PASSAGE:
JM: Since I love photography and movie-effects I tend to underline VN's references. I haven't yet returned to SM or SO (where Nabokov describes Box I or II's tail coming out of focus, or a picture taken at the beach by strangers and in which he appears as part of the background). I started on other works - and found no "blue-tinted or rose-shaded photograph".
Negative finds can be enlightening, too. So here they are:
RLSK:
"on this painted photograph — a dream-wide street with droshkies all awry under incredibly blue skies, which, farther away, melt automatically into a pink flush of mnemonic banality."
"getting steadily fatter in a world of photographic backgrounds and real front gardens."
(I love this reference to Marianne Moore's real toads in imaginary gardens... it also links with the photograph in which VN is part of the background...)
There are many rich references to photographs in Pnin, Ada, Lolita... but none seem to match the quote you want. I couldn't resist copying another, from Pale Fire (it only caught my attention now! It's in CK's last line!)
"But whatever happens, wherever the scene is laid, somebody, somewhere, will quietly set out — somebody has already set out...is walking toward a million photographers, and presently he will ring at my door — a bigger, more respectable, more competent Gradus."

I recently quoted from Ada (but lost the reference to bring it up again here) where she exclaims that movie-producers hadn't yet been able to produce the overall effect that words could engender. That VN's words managed to achieve in the reader...
Yesterday I read a few stories by Asimov and there is one, "Gold" , in which high-tech scientists are working on compu-dramas. A first successful rendering of Shakespeare's "King Lear" produces effects of "sublimination", suggestion, blend of sound and image and texture, etc. The next project will be to represent a novel, "Three in One", by Gregory Laborian."

WHAT IS ASKED: Please extend the post on photographs in Nabokov's fiction, starting right after its final sentence.

COLLECTED DATA:
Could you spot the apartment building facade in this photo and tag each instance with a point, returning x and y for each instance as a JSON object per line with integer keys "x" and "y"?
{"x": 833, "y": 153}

FINAL RESULT:
"Three in One" reminded me not only of Carolyn's project, Matt's arguments and Boyd's theories, but a rather (un) holy trinity and Sklyarenko's quotes about Aristophanes' speech ( not to mention C.G.Jung's theories from alchemical anima, shadows and the hyerophant - born from King Sun and Queen Moon ).
The interesting element, though, is the emphasis on computerized "synesthesia" that transforms words into something new. After Willard (the producer) manages to film "Three in One" Laborian says that it is: "much better than your King Lear...Consider the material you had to work with in doing King Lear. You had William Shakespeare, producing words that sang, that were music in themselves; William Shadespeare producing characters who, whether for good or evil, whether strong or weak...were all larger than life; William Shakespeare, dealing with two overlapping plots, reinforcing each other, and tearing viewers to shreds...But in Three in One, Mr.Willard, you were working with my words which didn't sing; my characters, which weren't great; my plot which tore at no one. You dealt with me...produced something great that will be remembered long after I am dead. One book of mine, anyway, will live on because of what you have done."
I doubt that any movie, even with 3D technology and more, would have the effect that VN's words, themselves, generate. But it is interesting to imagine how Pale Fire might come out using Asimov's technological fictional tools...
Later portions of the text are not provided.